▶ **Task prompt**: Count the lines in the entries below that contain the string "dolphin". Reply with only that number.

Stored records
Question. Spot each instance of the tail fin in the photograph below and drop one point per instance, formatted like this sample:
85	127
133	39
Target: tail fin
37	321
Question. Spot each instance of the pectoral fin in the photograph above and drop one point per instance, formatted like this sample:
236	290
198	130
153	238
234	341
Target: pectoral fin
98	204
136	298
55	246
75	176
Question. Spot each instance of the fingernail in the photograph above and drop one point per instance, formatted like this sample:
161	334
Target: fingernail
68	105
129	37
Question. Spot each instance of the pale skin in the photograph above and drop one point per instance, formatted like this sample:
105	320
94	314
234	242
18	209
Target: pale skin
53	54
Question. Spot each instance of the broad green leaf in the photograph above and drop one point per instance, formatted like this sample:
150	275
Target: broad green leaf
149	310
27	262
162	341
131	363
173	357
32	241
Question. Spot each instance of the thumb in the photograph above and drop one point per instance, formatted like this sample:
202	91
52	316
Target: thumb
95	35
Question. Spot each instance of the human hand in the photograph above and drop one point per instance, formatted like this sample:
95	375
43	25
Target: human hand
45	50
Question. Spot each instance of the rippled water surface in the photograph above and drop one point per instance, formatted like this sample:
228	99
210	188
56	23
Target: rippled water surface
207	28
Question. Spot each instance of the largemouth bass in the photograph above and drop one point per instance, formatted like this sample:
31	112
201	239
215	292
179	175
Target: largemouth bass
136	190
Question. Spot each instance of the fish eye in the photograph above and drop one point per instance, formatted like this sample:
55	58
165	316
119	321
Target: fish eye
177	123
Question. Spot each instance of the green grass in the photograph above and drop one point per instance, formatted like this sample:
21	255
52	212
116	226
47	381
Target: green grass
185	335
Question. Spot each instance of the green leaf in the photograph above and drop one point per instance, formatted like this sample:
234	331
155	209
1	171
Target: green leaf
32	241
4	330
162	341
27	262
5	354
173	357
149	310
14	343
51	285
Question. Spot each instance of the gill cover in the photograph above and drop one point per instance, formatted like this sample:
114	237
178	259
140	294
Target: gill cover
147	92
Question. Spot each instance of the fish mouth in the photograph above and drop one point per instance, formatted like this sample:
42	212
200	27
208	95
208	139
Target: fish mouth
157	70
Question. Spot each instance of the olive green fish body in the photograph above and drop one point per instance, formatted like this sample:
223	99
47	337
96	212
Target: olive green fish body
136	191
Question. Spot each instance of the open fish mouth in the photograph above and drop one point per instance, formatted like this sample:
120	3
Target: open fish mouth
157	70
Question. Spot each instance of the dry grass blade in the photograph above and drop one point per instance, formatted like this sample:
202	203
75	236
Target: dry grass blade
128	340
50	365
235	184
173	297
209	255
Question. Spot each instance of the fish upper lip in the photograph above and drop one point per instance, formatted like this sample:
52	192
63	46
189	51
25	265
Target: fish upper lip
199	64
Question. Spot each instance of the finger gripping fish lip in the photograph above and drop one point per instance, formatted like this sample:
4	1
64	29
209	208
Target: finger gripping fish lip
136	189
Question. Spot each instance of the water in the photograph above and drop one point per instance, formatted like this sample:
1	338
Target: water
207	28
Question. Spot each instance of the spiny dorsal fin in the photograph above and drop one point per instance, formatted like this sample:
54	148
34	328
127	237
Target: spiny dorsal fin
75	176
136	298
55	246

--

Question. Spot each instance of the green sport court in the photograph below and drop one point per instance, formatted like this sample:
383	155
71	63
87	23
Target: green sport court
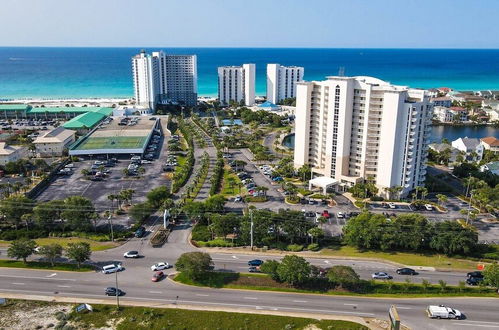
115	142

...

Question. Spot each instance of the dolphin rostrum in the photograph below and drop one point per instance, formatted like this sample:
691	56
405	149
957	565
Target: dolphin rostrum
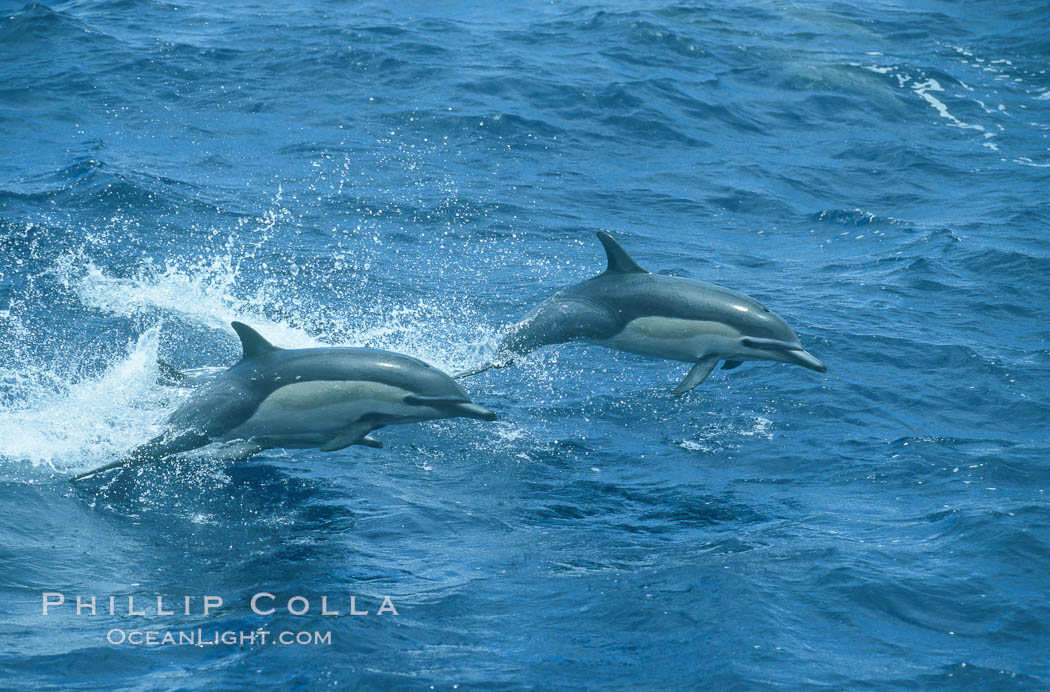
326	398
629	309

▶ **Task solution**: 2